Actions to take:
A. In the Casper job script examples, which compiler and MPI library are the defaults?
B. List every acronym that appears in the Casper job script examples.
C. Using the Casper job script examples, say whether each statement agrees with the text: (i) Batch jobs are submitted from a Casper login node. (ii) The script examples work only with executables built by the default compiler. (iii) HTC jobs typically require a GPU.

Passage shown:

Casper job Script Examples

These PBS batch script examples work for executables generated by any compiler and MPI library installed on Casper. (The defaults are Intel and OpenMPI, respectively.) Remember to substitute your own job name and project code, and customize the other directives and commands as necessary.

The examples are similar to PBS examples for running jobs on Derecho. For help with any of them, contact the NCAR Research Computing help desk.

When your script is ready, submit your batch job from a Casper login node by using the qsub command followed by the name of your script file.

qsub script_name

Batch script to run a high-throughput computing (HTC) job on Casper

This example shows how to create a script for running a high-throughput computing (HTC) job. Such jobs typically use only a few CPU cores and likely do not require the use of an MPI library or GPU.

Record set:
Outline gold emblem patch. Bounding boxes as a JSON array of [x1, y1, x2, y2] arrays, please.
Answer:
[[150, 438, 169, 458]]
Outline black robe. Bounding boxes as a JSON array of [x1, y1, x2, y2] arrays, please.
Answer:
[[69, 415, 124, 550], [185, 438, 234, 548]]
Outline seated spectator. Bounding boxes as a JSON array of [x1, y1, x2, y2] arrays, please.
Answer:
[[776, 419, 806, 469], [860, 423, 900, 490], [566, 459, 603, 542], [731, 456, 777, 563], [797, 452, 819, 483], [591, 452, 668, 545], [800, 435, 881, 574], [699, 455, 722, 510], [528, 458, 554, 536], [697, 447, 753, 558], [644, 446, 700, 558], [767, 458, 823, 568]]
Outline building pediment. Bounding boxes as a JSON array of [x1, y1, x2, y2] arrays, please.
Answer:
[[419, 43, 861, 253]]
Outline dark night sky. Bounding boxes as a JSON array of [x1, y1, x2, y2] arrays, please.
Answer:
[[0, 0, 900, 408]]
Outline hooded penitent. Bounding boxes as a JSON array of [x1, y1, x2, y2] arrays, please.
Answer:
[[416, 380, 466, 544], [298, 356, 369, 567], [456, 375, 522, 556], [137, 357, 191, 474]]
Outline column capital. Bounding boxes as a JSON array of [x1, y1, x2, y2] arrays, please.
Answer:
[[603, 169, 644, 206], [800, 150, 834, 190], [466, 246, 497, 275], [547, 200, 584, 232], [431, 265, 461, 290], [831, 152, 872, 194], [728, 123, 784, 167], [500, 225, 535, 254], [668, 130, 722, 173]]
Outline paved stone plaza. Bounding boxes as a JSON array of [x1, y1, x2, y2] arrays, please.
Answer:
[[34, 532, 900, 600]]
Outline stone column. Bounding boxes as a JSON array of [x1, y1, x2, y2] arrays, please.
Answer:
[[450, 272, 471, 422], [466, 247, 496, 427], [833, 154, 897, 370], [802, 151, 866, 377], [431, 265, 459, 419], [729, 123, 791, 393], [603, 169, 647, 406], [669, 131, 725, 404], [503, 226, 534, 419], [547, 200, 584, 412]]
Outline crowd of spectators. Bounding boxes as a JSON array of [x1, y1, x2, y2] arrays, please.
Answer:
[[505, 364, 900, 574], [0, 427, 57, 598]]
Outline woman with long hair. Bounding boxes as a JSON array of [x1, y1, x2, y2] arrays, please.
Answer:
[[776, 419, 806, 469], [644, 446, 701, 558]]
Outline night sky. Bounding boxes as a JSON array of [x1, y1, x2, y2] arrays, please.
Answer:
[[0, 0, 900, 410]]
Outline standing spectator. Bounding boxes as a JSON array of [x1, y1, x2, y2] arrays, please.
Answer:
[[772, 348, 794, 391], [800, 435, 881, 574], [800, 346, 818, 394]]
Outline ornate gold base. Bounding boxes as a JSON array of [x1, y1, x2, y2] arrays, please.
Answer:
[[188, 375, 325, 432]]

Written responses:
A. Intel is the default compiler, and OpenMPI is the default MPI library.

B. PBS, MPI, NCAR, HTC, CPU, GPU

C.
(i) Yes: "submit your batch job from a Casper login node"
(ii) No: "work for executables generated by any compiler and MPI library installed on Casper"
(iii) No: "likely do not require the use of an MPI library or GPU"